### EXERCISE AIM
Please revise the lines from the start of the records through the line containing "Query: tree", replacing "outline" with "boundary" and keeping everything else the same.

___ GIVEN DATA ___

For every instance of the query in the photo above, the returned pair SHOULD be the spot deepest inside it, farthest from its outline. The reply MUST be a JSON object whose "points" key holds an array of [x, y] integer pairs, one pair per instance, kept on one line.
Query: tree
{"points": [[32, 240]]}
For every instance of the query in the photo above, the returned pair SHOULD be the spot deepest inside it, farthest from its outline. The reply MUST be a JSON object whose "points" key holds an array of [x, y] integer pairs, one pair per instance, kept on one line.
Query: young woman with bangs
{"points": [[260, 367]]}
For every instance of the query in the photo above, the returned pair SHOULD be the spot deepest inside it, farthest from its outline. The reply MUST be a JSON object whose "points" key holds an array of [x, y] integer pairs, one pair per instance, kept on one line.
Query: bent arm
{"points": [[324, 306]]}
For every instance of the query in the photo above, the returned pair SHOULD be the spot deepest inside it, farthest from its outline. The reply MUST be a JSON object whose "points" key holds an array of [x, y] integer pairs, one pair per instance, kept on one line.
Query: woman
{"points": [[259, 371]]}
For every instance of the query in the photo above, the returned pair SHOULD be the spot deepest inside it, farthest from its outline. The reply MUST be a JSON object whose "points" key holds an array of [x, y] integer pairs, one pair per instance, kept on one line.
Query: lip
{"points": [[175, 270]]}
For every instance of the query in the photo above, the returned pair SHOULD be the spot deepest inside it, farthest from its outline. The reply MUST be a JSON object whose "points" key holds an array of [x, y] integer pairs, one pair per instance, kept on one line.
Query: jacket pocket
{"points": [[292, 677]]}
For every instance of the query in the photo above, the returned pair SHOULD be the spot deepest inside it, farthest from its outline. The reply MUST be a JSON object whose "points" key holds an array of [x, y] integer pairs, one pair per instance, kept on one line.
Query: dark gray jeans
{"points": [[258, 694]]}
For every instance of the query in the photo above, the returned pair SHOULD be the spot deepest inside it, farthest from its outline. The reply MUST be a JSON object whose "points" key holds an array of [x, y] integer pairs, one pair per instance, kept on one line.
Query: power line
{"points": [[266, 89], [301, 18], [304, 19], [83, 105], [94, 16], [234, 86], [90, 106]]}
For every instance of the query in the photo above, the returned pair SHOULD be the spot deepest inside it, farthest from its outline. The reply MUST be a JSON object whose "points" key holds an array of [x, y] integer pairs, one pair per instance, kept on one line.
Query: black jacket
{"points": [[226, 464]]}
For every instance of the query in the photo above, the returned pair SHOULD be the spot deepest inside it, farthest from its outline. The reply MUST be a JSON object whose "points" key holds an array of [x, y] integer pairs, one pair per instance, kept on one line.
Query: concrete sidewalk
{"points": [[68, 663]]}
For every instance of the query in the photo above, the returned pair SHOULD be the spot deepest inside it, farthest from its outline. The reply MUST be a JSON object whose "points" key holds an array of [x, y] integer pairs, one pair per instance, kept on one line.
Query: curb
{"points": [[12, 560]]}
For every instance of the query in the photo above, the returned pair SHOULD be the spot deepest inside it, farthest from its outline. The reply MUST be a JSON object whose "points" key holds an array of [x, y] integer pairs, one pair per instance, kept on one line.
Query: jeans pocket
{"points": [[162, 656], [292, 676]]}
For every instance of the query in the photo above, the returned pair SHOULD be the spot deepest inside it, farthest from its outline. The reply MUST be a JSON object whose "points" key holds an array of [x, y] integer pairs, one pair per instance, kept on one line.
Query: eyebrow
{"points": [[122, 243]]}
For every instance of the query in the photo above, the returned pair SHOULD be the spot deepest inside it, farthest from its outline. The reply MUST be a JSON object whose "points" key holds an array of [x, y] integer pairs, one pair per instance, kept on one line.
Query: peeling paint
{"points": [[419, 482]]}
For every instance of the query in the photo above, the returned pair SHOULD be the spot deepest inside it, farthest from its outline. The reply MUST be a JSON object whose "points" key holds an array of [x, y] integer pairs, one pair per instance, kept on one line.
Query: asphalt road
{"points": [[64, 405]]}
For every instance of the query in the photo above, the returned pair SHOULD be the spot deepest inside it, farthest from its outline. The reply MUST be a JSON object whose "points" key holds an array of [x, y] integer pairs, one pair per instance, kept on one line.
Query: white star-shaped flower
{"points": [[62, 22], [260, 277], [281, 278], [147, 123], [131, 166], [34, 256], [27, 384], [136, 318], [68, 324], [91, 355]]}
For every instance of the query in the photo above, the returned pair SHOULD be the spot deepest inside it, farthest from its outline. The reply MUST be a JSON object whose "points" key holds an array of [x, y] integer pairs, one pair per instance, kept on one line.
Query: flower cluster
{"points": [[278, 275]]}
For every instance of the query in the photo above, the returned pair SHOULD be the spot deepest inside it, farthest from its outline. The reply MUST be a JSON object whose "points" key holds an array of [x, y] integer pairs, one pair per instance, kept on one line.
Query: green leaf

___

### COMPLETED EXERCISE
For every instance of the query in the photo above, the returned pair SHOULD be the spot deepest inside it, farthest from its boundary. The reply MUST be a JSON object whose "points" key holds an array of [x, y] integer pairs, one pair per instance, kept on one line.
Query: tree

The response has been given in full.